Kita perlu jujur. Pernyataan Iran adalah bentuk pembalikan tata krama internasional. Biasanya, negara-negara seperti Iran diminta membuktikan bahwa mereka “layak” untuk berunding. Bahwa mereka bisa “diandalkan” dan “rasional”. Tapi sekarang, Iran-lah yang meminta jaminan rasionalitas dari Amerika Serikat. Bukan main. Dunia Barat yang selama ini merasa sebagai guru diplomasi, tiba-tiba diajari bagaimana bernegosiasi dengan cara yang benar: tanpa bom di tengah diskusi, tanpa drone di atas meja runding.
Dalam satu wawancara yang sederhana itu, Araghchi meruntuhkan mitos bahwa diplomasi selalu mulia. Ia menyibak kenyataan getir: diplomasi bisa menjadi alat penipuan, kamuflase dari agresi yang sedang berlangsung. “Jangan buang waktu, kata rakyat pada saya. Mereka hanya datang ke meja perundingan untuk menutup-nutupi niat jahat mereka.” Pernyataan itu bukan hanya kritik terhadap Trump dan sekutunya, tapi juga terhadap kita semua yang masih percaya bahwa kesepakatan internasional lahir dari niat baik semata, bukan dari tekanan, dominasi, dan pemaksaan.
Bayangkan jika negara-negara lain mulai bersikap seperti Iran. Bayangkan jika Palestina menuntut kompensasi atas 70 tahun penjajahan sebelum mau bicara soal solusi dua negara. Bayangkan jika Suriah mengatakan, “Kita bicara soal rekonstruksi nanti, setelah kalian bayar dulu semua rudal yang dijatuhkan.” Dunia akan jungkir balik. Tapi mungkin itu memang perlu.
::::::::
- **Ketentuan Tugas**:
**a)** Sebutkan semua negara yang disebut namanya dalam kutipan dokumen.
**b)** Jawablah pertanyaan berikut berdasarkan kutipan dokumen.
(i) Menurut paragraf pertama, apa yang diminta Iran dari Amerika Serikat?
(ii) Dalam ucapan yang dikutip dari Araghchi, untuk apa mereka datang ke meja perundingan?
(iii) Berapa tahun penjajahan yang kompensasinya dibayangkan akan dituntut Palestina?

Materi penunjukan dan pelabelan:
::::::::
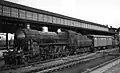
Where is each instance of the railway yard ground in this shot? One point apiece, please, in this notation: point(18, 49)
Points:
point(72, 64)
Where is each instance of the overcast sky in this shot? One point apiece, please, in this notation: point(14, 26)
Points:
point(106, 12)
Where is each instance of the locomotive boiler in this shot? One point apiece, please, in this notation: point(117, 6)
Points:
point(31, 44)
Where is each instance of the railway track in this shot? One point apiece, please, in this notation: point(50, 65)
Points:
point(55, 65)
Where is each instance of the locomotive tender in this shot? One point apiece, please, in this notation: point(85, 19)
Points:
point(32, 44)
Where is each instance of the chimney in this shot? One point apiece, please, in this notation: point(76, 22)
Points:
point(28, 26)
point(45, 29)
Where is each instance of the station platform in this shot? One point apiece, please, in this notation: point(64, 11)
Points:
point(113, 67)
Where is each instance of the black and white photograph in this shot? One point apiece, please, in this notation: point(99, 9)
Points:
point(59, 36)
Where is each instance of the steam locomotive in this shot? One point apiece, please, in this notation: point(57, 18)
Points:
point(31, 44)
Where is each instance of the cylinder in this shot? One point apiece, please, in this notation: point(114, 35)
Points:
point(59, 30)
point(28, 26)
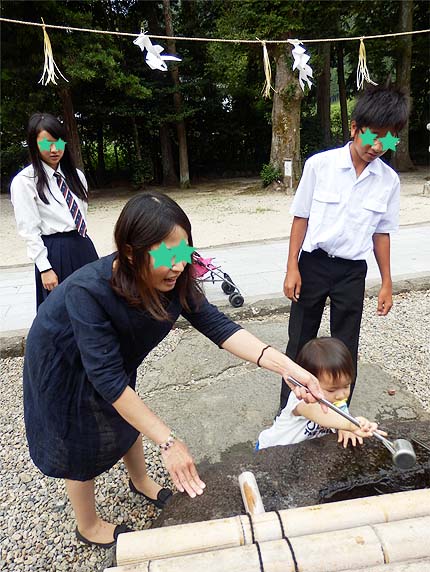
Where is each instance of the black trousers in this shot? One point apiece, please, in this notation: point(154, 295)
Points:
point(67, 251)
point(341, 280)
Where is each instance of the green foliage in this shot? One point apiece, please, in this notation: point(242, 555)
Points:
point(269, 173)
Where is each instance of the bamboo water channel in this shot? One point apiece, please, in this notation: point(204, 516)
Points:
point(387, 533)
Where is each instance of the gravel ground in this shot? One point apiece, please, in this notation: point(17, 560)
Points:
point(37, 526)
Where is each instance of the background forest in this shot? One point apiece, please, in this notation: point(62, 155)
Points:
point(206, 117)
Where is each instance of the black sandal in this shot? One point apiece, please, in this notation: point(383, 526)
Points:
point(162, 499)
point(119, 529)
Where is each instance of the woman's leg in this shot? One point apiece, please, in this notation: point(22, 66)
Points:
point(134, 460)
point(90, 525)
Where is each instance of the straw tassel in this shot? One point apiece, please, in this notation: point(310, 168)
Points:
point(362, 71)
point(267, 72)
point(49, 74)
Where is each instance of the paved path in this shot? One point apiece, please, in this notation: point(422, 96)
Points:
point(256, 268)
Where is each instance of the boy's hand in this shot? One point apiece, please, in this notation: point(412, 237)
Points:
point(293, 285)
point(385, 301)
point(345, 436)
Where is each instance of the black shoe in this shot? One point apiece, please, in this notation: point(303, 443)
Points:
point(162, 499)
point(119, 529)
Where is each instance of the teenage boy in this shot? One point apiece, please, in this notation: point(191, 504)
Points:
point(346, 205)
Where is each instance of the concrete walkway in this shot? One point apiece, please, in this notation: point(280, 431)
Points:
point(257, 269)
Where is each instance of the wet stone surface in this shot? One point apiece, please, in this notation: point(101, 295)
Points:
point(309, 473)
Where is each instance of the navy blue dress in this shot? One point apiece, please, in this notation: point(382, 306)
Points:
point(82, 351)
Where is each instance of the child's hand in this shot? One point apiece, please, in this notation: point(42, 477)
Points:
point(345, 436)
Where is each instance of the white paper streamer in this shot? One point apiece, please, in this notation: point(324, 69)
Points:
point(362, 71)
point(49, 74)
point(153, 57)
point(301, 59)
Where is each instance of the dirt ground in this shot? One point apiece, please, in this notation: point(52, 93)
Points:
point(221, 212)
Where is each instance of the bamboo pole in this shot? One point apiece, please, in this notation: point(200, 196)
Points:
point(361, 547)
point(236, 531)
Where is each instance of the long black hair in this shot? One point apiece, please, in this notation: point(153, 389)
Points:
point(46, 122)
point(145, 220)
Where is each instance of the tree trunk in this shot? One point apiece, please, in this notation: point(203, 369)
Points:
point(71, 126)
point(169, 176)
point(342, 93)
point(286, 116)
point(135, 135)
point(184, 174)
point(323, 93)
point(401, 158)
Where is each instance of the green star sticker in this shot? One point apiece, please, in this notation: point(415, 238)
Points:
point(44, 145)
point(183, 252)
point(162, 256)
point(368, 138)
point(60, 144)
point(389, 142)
::::::::
- **Jawaban per Tugas**:
**a)** Iran, Amerika Serikat, Palestina, Suriah

**b)**
(i) Jaminan rasionalitas.
(ii) Untuk menutup-nutupi niat jahat mereka.
(iii) 70 tahun.